Extract each line of the rows below that contains the string "green", copying every such line unchanged.

- **Given information**:
════

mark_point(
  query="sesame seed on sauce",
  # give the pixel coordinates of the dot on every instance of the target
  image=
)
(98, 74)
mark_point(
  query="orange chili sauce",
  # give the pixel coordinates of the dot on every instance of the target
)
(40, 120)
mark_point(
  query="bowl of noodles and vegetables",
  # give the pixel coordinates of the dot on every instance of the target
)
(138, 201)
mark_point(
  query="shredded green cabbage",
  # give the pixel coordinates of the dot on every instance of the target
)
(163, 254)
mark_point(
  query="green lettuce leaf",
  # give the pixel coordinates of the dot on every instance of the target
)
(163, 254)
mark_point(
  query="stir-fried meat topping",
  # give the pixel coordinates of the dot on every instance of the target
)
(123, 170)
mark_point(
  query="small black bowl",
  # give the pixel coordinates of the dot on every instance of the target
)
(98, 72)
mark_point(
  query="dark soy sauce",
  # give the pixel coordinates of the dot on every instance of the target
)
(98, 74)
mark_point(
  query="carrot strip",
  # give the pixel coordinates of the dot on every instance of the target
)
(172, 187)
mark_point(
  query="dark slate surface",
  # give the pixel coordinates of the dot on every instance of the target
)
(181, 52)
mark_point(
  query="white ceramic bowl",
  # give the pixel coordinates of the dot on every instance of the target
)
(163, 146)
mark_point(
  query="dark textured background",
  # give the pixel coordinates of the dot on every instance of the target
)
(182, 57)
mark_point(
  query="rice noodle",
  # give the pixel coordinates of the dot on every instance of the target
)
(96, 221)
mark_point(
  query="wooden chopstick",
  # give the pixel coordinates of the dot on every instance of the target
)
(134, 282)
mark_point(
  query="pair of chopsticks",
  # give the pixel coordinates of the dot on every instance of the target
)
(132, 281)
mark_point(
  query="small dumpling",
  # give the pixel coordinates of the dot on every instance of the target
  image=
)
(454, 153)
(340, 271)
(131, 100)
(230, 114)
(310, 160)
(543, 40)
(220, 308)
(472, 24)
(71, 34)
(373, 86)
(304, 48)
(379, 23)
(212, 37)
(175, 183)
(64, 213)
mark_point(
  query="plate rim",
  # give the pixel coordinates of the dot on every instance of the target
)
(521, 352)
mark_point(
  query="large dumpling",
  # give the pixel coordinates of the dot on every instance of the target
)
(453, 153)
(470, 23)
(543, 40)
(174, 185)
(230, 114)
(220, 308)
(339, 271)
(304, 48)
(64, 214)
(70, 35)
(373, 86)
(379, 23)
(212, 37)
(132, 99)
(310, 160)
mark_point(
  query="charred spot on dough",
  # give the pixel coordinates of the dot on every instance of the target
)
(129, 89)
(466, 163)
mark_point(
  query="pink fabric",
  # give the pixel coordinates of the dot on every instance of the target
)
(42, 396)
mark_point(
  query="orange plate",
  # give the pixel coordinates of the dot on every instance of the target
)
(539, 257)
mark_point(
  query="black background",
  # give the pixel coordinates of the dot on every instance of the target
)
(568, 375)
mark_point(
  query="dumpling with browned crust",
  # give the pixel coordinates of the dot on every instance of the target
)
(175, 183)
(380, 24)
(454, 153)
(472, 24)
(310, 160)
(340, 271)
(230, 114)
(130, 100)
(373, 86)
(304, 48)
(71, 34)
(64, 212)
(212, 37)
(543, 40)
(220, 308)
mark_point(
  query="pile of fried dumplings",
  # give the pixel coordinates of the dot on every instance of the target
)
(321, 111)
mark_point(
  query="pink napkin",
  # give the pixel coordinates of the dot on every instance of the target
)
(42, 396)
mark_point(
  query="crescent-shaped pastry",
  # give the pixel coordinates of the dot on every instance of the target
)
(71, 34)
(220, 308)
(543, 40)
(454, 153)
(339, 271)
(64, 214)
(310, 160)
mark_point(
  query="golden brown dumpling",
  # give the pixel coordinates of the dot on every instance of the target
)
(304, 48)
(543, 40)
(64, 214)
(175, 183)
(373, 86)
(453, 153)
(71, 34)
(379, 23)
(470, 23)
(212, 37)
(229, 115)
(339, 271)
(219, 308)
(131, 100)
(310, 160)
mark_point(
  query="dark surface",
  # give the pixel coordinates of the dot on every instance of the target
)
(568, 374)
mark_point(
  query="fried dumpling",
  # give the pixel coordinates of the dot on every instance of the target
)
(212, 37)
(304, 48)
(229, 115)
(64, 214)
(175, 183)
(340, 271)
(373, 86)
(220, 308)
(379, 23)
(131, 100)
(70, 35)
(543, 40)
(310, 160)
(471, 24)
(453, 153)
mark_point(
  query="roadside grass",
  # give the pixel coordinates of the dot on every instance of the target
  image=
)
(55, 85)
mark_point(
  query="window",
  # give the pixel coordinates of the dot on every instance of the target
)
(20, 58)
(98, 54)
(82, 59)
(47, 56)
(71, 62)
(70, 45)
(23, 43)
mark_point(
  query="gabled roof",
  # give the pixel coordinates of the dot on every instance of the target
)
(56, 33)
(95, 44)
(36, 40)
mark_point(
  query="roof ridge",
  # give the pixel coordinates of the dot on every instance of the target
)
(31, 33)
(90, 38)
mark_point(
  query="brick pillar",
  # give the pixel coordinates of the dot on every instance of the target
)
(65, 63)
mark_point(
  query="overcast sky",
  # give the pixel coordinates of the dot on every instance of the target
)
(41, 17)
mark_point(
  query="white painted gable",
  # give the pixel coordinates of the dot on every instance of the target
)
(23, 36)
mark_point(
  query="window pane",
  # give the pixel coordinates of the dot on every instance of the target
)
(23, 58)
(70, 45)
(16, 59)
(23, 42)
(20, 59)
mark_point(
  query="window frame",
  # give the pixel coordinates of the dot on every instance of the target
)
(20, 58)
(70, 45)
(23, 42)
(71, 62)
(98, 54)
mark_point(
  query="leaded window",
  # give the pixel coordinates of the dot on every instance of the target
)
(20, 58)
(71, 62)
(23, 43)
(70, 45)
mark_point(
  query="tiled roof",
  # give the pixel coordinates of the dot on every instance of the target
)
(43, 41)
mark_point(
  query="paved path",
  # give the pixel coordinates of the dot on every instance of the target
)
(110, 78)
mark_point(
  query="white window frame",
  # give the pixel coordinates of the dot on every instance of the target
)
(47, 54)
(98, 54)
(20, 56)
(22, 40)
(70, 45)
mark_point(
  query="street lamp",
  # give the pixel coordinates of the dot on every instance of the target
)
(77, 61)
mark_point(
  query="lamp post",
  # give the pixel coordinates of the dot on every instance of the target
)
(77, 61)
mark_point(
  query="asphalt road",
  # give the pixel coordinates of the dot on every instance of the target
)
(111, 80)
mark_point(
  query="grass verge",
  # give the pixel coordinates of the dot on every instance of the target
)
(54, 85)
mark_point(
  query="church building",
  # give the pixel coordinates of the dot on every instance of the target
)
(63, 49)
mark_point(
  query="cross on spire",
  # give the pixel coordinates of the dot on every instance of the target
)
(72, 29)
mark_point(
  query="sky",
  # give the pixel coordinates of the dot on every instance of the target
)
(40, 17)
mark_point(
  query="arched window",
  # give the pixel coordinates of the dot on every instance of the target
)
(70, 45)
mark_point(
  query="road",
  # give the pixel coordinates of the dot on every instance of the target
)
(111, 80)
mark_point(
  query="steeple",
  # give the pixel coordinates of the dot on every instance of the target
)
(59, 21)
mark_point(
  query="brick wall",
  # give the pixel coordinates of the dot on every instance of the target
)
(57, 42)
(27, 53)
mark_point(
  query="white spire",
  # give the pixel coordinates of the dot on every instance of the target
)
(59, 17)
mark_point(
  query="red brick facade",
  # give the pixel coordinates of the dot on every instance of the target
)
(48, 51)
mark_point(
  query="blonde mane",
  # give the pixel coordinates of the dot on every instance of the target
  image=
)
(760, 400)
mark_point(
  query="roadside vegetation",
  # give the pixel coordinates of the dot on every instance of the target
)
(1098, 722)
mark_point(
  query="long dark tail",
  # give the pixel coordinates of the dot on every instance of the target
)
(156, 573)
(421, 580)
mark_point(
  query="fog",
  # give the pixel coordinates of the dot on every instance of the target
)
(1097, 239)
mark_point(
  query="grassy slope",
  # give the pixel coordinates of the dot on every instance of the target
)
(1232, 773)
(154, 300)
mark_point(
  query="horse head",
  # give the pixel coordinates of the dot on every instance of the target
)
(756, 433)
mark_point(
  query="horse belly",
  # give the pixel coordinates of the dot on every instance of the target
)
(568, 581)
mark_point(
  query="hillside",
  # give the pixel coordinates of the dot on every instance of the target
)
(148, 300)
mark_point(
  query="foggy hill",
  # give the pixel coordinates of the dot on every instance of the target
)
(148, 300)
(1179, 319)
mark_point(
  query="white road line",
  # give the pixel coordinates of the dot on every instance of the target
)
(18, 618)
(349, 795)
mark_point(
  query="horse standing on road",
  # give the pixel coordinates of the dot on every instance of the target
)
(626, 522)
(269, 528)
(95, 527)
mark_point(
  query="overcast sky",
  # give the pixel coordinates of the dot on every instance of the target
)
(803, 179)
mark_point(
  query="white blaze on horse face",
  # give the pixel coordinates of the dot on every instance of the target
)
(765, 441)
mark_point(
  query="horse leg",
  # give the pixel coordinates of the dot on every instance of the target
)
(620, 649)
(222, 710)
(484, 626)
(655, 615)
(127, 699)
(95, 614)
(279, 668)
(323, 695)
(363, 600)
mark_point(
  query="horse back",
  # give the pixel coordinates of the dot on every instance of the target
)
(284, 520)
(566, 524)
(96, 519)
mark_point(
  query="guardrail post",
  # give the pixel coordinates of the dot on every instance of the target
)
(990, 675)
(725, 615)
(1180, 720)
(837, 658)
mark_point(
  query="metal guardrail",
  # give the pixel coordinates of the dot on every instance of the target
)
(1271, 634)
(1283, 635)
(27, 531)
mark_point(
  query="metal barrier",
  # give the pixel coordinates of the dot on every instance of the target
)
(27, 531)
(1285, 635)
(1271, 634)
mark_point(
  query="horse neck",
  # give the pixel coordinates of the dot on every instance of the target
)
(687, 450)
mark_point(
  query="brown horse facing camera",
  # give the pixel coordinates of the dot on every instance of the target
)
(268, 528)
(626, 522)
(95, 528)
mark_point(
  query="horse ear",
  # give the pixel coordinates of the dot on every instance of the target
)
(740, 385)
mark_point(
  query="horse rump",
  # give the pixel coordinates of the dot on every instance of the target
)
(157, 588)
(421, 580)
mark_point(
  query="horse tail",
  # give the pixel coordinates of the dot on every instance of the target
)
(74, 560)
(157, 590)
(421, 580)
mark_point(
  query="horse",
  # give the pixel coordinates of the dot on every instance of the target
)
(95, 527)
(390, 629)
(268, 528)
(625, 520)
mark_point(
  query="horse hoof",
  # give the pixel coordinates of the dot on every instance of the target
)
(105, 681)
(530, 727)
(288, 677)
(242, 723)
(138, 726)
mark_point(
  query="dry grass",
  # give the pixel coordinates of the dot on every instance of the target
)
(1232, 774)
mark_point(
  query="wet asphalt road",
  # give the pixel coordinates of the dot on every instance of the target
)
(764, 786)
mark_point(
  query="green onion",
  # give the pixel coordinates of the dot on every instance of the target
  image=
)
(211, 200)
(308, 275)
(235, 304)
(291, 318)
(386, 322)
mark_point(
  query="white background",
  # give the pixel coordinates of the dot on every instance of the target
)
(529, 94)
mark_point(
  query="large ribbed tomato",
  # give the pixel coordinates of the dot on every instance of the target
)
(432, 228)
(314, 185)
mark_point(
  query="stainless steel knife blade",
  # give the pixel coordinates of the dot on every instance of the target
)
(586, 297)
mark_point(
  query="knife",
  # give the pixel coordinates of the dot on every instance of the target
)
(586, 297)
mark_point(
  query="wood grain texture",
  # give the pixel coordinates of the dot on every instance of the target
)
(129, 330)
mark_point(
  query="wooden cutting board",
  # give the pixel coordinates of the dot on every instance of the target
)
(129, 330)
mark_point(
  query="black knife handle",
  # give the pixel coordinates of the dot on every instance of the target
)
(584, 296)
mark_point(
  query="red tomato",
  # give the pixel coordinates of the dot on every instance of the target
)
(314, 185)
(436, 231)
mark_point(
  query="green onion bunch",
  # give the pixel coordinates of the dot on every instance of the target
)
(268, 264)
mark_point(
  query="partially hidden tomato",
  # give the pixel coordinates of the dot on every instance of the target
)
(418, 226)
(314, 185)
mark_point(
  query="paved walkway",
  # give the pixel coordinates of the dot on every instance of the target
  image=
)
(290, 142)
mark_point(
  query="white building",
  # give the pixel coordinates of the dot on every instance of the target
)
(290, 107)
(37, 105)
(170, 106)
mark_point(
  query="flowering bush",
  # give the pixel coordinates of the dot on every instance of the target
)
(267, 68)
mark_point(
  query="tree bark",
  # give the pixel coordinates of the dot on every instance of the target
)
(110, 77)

════

- **Problem solution**:
  query="shredded green cabbage",
  query="green lettuce leaf",
  query="green onion",
  query="green onion bunch",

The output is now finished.